> To do
In the copy, keep every line below as it is and leave out the pictures.

> Supplied records
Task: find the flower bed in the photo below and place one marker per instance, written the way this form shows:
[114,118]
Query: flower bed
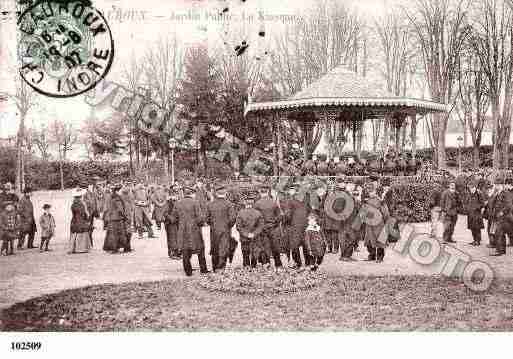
[262,281]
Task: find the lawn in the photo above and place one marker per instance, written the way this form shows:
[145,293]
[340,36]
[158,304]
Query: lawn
[318,302]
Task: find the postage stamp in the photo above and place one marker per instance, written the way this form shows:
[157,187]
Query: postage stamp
[64,47]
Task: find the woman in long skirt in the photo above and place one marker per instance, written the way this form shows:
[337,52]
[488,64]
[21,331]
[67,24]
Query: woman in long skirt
[80,238]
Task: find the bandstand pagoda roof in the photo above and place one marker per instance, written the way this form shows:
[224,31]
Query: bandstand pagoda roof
[342,90]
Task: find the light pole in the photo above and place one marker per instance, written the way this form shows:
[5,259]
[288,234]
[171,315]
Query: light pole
[172,146]
[460,142]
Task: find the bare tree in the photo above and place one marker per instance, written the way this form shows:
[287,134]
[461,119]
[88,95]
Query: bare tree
[492,40]
[474,101]
[64,136]
[163,65]
[40,137]
[440,28]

> Written answer
Task: find the flower bed in the photo below and place one marker per instance, written the way this form shows:
[114,118]
Query: flower bed
[262,281]
Task: find the lawn in the photo above and place one marker per instance, written the way this form shows:
[145,293]
[340,36]
[158,304]
Query: lawn
[318,302]
Task: find the postage stamp in the photo above and place one marker per instance, written the way this form shows:
[157,187]
Query: postage stamp
[64,47]
Task: find the woman in long skirt in the photo above and place one marker per instance, written the way this form shows:
[337,52]
[488,64]
[21,331]
[67,24]
Query: woman in long skirt
[80,238]
Task: find the bandstand pagoda roof in the photo above and place one marker per instance, written the way this form shows:
[224,31]
Query: bandstand pagoda roof
[342,90]
Task: find the light pole in the photo above and place one marker per instance, written the way this form shows:
[5,259]
[288,234]
[171,315]
Query: light pole
[172,146]
[460,142]
Task: find the bare tree in the photo above and place one marker per instance, written the way this form shows:
[287,134]
[461,119]
[88,95]
Query: bare tree
[492,40]
[474,101]
[64,136]
[163,65]
[40,137]
[440,28]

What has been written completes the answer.